**TASK INSTRUCTIONS**
Copy out the lines below word for word, leaving nothing out and changing nothing.
____________________
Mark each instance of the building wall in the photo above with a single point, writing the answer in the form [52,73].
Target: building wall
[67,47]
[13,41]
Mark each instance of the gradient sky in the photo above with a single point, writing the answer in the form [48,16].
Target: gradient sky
____________________
**RESULT**
Mark each instance of the building wall in the photo above with a single point, writing the answer in the form [52,73].
Target: building wall
[67,47]
[13,41]
Mark each instance of the gradient sky in the photo above with a single point, writing the answer in the form [48,16].
Target: gradient sky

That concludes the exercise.